* **GIVEN PROBLEM**
Retype the whole listing verbatim and keep the pictures out of it.

Records from a dataset
[start]

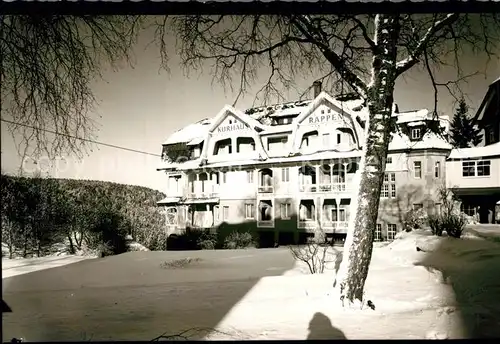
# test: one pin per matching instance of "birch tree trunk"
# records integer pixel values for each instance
(359, 242)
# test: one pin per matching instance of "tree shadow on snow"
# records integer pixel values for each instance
(475, 280)
(320, 327)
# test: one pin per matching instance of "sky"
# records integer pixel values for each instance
(143, 105)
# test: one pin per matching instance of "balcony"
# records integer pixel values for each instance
(266, 188)
(474, 176)
(307, 224)
(308, 188)
(265, 223)
(336, 225)
(203, 191)
(329, 187)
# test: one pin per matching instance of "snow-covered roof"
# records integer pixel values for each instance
(278, 110)
(168, 200)
(192, 131)
(429, 141)
(276, 129)
(476, 152)
(194, 164)
(413, 116)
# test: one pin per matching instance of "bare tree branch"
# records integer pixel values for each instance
(48, 63)
(413, 59)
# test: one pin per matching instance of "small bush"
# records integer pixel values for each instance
(239, 240)
(453, 224)
(434, 222)
(207, 241)
(179, 263)
(413, 219)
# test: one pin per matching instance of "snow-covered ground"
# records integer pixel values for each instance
(14, 267)
(19, 266)
(450, 289)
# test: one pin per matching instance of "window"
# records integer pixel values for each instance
(334, 217)
(385, 191)
(265, 211)
(418, 206)
(172, 216)
(326, 140)
(277, 143)
(417, 169)
(307, 210)
(285, 174)
(415, 133)
(249, 211)
(342, 215)
(223, 147)
(468, 168)
(285, 210)
(216, 213)
(473, 168)
(437, 208)
(437, 169)
(250, 177)
(391, 231)
(389, 186)
(491, 135)
(468, 209)
(483, 168)
(378, 232)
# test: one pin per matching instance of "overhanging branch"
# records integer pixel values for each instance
(415, 55)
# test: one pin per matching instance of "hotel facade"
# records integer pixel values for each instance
(284, 171)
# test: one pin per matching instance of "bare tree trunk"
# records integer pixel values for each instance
(359, 243)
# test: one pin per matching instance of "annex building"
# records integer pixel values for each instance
(286, 169)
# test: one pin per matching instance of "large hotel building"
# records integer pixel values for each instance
(285, 170)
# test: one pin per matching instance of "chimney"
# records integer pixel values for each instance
(317, 88)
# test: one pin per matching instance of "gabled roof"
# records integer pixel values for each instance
(229, 110)
(475, 152)
(254, 125)
(339, 106)
(190, 132)
(492, 88)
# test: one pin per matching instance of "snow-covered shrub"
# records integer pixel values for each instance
(314, 255)
(434, 222)
(239, 240)
(208, 241)
(453, 224)
(413, 219)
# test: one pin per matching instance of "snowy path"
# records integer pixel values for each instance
(14, 267)
(417, 295)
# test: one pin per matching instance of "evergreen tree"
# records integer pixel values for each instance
(463, 133)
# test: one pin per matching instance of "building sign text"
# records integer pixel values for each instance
(232, 127)
(323, 118)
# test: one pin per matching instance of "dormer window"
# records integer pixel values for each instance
(416, 133)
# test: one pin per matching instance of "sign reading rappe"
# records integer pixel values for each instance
(231, 127)
(323, 118)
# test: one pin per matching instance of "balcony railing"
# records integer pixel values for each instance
(209, 191)
(330, 187)
(266, 189)
(307, 224)
(335, 224)
(308, 187)
(265, 223)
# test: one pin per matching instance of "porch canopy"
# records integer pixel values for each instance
(201, 201)
(169, 201)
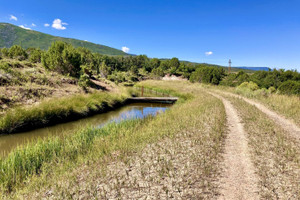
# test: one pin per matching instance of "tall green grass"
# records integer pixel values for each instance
(202, 114)
(24, 162)
(56, 110)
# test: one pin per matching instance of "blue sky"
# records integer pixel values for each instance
(250, 32)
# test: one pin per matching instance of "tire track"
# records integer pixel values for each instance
(239, 180)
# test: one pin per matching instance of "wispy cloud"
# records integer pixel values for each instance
(22, 26)
(208, 53)
(125, 49)
(58, 24)
(13, 18)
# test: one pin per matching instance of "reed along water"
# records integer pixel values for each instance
(130, 111)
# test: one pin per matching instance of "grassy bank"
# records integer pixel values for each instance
(56, 110)
(89, 151)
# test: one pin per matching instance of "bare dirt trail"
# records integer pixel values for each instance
(286, 124)
(239, 180)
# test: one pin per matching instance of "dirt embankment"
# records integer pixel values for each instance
(238, 180)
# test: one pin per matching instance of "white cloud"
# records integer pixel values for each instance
(209, 53)
(13, 18)
(58, 24)
(125, 49)
(25, 27)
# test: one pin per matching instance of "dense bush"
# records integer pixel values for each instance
(63, 58)
(290, 87)
(35, 56)
(17, 52)
(208, 75)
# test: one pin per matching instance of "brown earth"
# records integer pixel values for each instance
(238, 180)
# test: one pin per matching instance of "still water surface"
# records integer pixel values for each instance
(130, 111)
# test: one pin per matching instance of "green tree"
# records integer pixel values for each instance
(17, 52)
(63, 58)
(35, 56)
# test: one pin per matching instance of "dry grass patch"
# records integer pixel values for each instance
(175, 154)
(275, 155)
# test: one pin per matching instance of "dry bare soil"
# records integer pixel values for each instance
(212, 146)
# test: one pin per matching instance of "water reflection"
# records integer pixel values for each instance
(131, 111)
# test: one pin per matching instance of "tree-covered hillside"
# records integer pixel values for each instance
(13, 35)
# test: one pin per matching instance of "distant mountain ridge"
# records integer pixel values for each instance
(13, 35)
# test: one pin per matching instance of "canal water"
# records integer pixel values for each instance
(130, 111)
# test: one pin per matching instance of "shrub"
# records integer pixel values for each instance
(84, 81)
(17, 52)
(63, 58)
(271, 90)
(290, 87)
(35, 56)
(249, 85)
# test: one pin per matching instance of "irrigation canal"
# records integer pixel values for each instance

[end]

* **SOLUTION**
# test: one pin per matching instance of "birch tree trunk"
# records integer pixel values for each instance
(359, 242)
# test: one pin per matching instance of "tree shadow on snow"
# records integer pixel values for each instance
(475, 280)
(320, 327)
# test: one pin per matching instance of "sky"
# records integer pixel values for each instance
(143, 105)
# test: one pin per matching instance of "balcony"
# records integer pixel values for each instance
(266, 188)
(474, 176)
(307, 224)
(308, 188)
(265, 223)
(336, 225)
(203, 191)
(329, 187)
# test: one pin per matching instance of "snow-covered roof"
# records integer pixel values for each instance
(278, 110)
(168, 200)
(192, 131)
(429, 141)
(276, 129)
(476, 152)
(194, 164)
(413, 116)
# test: one pin per matching instance of "bare tree branch"
# records integer pixel values for each instance
(48, 63)
(413, 59)
# test: one pin per matching instance of "small bush"
# records integer pixel values for each instance
(239, 240)
(453, 224)
(434, 222)
(207, 241)
(179, 263)
(413, 219)
# test: one pin per matching instance of "snow-covered ground"
# records integer pixel values for each instance
(14, 267)
(19, 266)
(450, 289)
# test: one pin per matching instance of "window"
# records integer pixel values for each instance
(334, 217)
(385, 191)
(265, 211)
(418, 206)
(172, 216)
(326, 140)
(277, 143)
(417, 169)
(307, 210)
(285, 174)
(415, 133)
(249, 211)
(342, 215)
(223, 147)
(468, 168)
(285, 210)
(216, 213)
(473, 168)
(437, 208)
(437, 169)
(250, 177)
(391, 231)
(389, 186)
(491, 135)
(468, 209)
(483, 168)
(378, 232)
# test: one pin per matching instance of "overhanging branch"
# records integer pixel values for each instance
(415, 55)
# test: one pin per matching instance of "hotel facade"
# records integer pixel values for each instance
(284, 171)
# test: one pin per matching instance of "bare tree trunk"
# records integer pixel values for each instance
(359, 243)
# test: one pin per matching instance of "annex building"
# records integer pixel values for each instance
(286, 169)
# test: one pin per matching instance of "large hotel building"
# records integer pixel values for each instance
(285, 170)
# test: one pin per matching instance of "chimney"
# records integer pixel values for each instance
(317, 88)
# test: one pin per matching instance of "gabled roof"
# records integer pixel values for each instance
(229, 110)
(475, 152)
(254, 125)
(339, 106)
(190, 132)
(492, 88)
# test: one pin per matching instance of "snow-covered shrub"
# records integer pixel values for each instance
(314, 255)
(434, 222)
(239, 240)
(208, 241)
(453, 224)
(413, 219)
# test: one pin per matching instance of "snowy path"
# records integer pixel values for each instance
(14, 267)
(417, 295)
# test: one pin per matching instance of "evergreen tree"
# records integer pixel values for each instance
(463, 133)
# test: one pin per matching instance of "building sign text"
# records integer pixel values for each instance
(232, 127)
(323, 118)
# test: one pin per matching instance of "dormer window"
# records integer pixel values for each instance
(416, 133)
# test: one pin per matching instance of "sign reading rappe"
# records integer pixel values for each instance
(231, 127)
(323, 118)
# test: one pin per matching instance of "balcony railing"
# records integer pixel values for each instance
(209, 191)
(330, 187)
(266, 189)
(307, 224)
(335, 224)
(308, 187)
(265, 223)
# test: one pin per matching instance of "porch canopy"
# records integer pixel values for each instance
(201, 201)
(169, 201)
# test: one pin per matching instance of "tall green grass"
# records integer pixel values for each instance
(202, 114)
(24, 162)
(56, 110)
# test: one pin per matching instance of "blue sky"
# records integer pixel values for each instance
(250, 32)
# test: one pin per matching instance of "tire track"
# records integer pixel values for each instance
(239, 180)
# test: one pin per matching instance of "wispy cloud"
# records integer pixel values for each instance
(22, 26)
(208, 53)
(125, 49)
(58, 24)
(13, 18)
# test: one pin per matching instance of "reed along water"
# records integer pixel values for each instance
(130, 111)
# test: one pin per matching instance of "grassy bank"
# records integer pixel values for each instance
(56, 110)
(89, 151)
# test: one pin per matching instance of "bare dirt trail"
# records integer pixel values for each instance
(286, 124)
(239, 180)
# test: one pin per matching instance of "dirt embankment"
# records integer pixel values for each instance
(238, 180)
# test: one pin per matching instance of "white cloud"
# records integer pixel values for each instance
(209, 53)
(13, 18)
(58, 24)
(125, 49)
(25, 27)
# test: one pin per matching instance of "dense bush"
# records integer pixel values for each instance
(63, 58)
(290, 87)
(35, 56)
(17, 52)
(208, 75)
# test: one pin per matching instance of "brown earth"
# records integer pixel values for each instance
(238, 180)
# test: one pin per matching instance of "still water surface"
# records integer pixel values for each instance
(130, 111)
# test: one pin per matching instance of "green tree"
# records integer pixel values for each instance
(17, 52)
(63, 58)
(35, 56)
# test: one pin per matching instance of "dry grass patch"
# records integer pixel values for each instance
(175, 154)
(275, 155)
# test: one pin per matching instance of "dry bare soil"
# records integer pixel values for each instance
(212, 146)
# test: one pin per matching instance of "water reflection"
# records integer pixel values for each instance
(131, 111)
# test: one pin per matching instance of "tree-covered hillside"
# records integer pixel values for each instance
(13, 35)
# test: one pin per matching instance of "distant mountain ridge"
# records integer pixel values for each instance
(13, 35)
# test: one pin per matching instance of "canal water"
# records integer pixel values for each instance
(130, 111)
# test: one pin per matching instance of "shrub"
# records integer pixel values for each instance
(84, 81)
(17, 52)
(63, 58)
(271, 90)
(290, 87)
(35, 56)
(249, 85)
# test: one pin per matching instance of "irrigation canal"
# records integer pixel values for each instance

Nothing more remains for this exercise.